#### [Input material]
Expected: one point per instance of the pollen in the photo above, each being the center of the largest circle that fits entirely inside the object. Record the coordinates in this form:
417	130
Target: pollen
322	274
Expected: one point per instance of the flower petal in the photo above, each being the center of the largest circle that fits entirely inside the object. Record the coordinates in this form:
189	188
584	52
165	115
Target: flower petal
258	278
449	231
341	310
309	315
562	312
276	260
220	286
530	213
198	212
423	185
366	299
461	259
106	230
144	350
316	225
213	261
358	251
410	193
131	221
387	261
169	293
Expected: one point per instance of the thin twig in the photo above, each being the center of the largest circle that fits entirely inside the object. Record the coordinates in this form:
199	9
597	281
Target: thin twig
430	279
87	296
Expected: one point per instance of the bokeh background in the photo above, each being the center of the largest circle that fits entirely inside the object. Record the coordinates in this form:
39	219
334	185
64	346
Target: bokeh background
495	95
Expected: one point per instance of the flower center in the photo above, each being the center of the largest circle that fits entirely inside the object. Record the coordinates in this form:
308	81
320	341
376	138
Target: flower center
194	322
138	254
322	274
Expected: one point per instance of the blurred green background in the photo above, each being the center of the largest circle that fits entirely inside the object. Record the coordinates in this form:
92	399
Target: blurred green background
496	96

#### [Your instructions]
Could you print the records word for word, starting with the line that contains "Expected: one point per instance of the thin" and continuing through the last line of the records?

#### [Completed task]
Expected: one point per instance of the thin twig in the photo above, each being the center of the largest circle that fits entirely inside the object. Record the coordinates in this form:
199	9
597	281
Target: thin twig
430	279
87	296
Expected: one point per instance of the bokeh background in the photo above, each being the center of the largest circle that fits entirely inside the object. Record the coordinates in this form:
39	219
334	185
64	346
Target: bokeh background
495	95
Expected: one point per instance of the flower center in the photo above, each being the center of the largest circle that fits entirely inside the object. Record the coordinates in this form:
308	81
320	341
376	138
Target: flower center
194	322
138	254
322	274
Expected: one point per instance of the blurred green background in the photo above, each being the center of the largest circle that fits entirely inside the object. Record the coordinates in this form:
92	399
Target: blurred green background
496	96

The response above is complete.